/---
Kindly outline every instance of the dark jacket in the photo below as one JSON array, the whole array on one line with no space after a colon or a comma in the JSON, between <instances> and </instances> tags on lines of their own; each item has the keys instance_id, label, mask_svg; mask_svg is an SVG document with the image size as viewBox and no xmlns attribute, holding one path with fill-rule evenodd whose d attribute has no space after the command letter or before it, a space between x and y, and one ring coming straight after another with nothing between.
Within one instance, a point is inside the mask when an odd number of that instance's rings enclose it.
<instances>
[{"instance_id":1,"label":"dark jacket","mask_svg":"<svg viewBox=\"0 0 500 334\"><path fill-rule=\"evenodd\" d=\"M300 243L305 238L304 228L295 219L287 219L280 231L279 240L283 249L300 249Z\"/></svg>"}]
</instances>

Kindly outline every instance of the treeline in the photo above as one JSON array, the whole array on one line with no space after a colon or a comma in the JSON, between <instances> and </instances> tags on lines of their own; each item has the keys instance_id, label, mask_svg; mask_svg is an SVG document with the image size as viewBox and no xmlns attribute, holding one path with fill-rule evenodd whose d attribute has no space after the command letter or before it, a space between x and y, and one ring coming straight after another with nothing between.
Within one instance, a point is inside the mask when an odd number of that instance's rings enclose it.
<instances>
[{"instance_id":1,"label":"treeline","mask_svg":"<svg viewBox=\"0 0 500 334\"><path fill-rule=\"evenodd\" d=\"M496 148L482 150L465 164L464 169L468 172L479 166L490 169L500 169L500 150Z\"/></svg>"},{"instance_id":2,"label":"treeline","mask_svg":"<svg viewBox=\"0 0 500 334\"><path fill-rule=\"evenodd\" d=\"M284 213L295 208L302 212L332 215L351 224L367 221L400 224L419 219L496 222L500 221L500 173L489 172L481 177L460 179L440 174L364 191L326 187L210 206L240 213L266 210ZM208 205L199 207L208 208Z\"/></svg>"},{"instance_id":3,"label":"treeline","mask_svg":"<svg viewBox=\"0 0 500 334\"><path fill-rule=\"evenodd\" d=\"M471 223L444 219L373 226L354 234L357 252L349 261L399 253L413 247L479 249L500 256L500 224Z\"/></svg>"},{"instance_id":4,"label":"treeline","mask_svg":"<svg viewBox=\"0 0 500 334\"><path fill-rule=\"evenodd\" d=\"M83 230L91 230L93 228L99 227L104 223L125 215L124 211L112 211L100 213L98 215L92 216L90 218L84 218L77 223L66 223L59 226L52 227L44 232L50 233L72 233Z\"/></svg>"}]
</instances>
\---
• DESCRIPTION OF THE TASK: Your response must contain the complete listing, copied without deviation.

• SOLUTION:
Kindly outline every instance of the dark jacket in the photo below as one JSON array, the whole array on one line with no space after a colon or a comma in the JSON, between <instances> and </instances> tags on lines of their own; each item has the keys instance_id, label, mask_svg; mask_svg is an SVG document with the image size as viewBox and no xmlns attribute, holding one path with fill-rule evenodd whose d attribute has no space after the command letter or before it, a space between x and y, and one ring coming straight after another with nothing between.
Within one instance, a point is inside the mask when an odd number of that instance's rings enclose it.
<instances>
[{"instance_id":1,"label":"dark jacket","mask_svg":"<svg viewBox=\"0 0 500 334\"><path fill-rule=\"evenodd\" d=\"M300 243L305 238L304 228L295 219L287 219L280 231L279 240L283 249L300 249Z\"/></svg>"}]
</instances>

Kindly outline every instance of the treeline in the photo above as one JSON array, the whole array on one line with no space after a colon or a comma in the JSON, between <instances> and </instances> tags on lines of their own; each item has the keys instance_id, label, mask_svg; mask_svg is an SVG document with the image size as viewBox and no xmlns attribute, holding one path with fill-rule evenodd whose d attribute has no space after the command letter or before it, a space between x and y, and one ring coming straight after another with nothing between.
Within one instance, a point is inside the mask when an odd number of that instance's rings enclose it.
<instances>
[{"instance_id":1,"label":"treeline","mask_svg":"<svg viewBox=\"0 0 500 334\"><path fill-rule=\"evenodd\" d=\"M496 148L482 150L465 164L464 169L468 172L479 166L490 169L500 169L500 150Z\"/></svg>"},{"instance_id":2,"label":"treeline","mask_svg":"<svg viewBox=\"0 0 500 334\"><path fill-rule=\"evenodd\" d=\"M284 213L295 208L302 212L332 215L351 224L367 221L400 224L419 219L496 222L500 221L500 173L489 172L481 177L460 179L440 174L364 191L326 187L210 206L240 213L266 210ZM208 205L199 207L208 208Z\"/></svg>"},{"instance_id":3,"label":"treeline","mask_svg":"<svg viewBox=\"0 0 500 334\"><path fill-rule=\"evenodd\" d=\"M471 223L444 219L373 226L354 234L357 252L349 261L399 253L413 247L479 249L500 256L500 224Z\"/></svg>"},{"instance_id":4,"label":"treeline","mask_svg":"<svg viewBox=\"0 0 500 334\"><path fill-rule=\"evenodd\" d=\"M83 230L91 230L93 228L99 227L104 223L125 215L124 211L112 211L100 213L98 215L92 216L90 218L84 218L77 223L66 223L59 226L52 227L44 232L50 233L72 233Z\"/></svg>"}]
</instances>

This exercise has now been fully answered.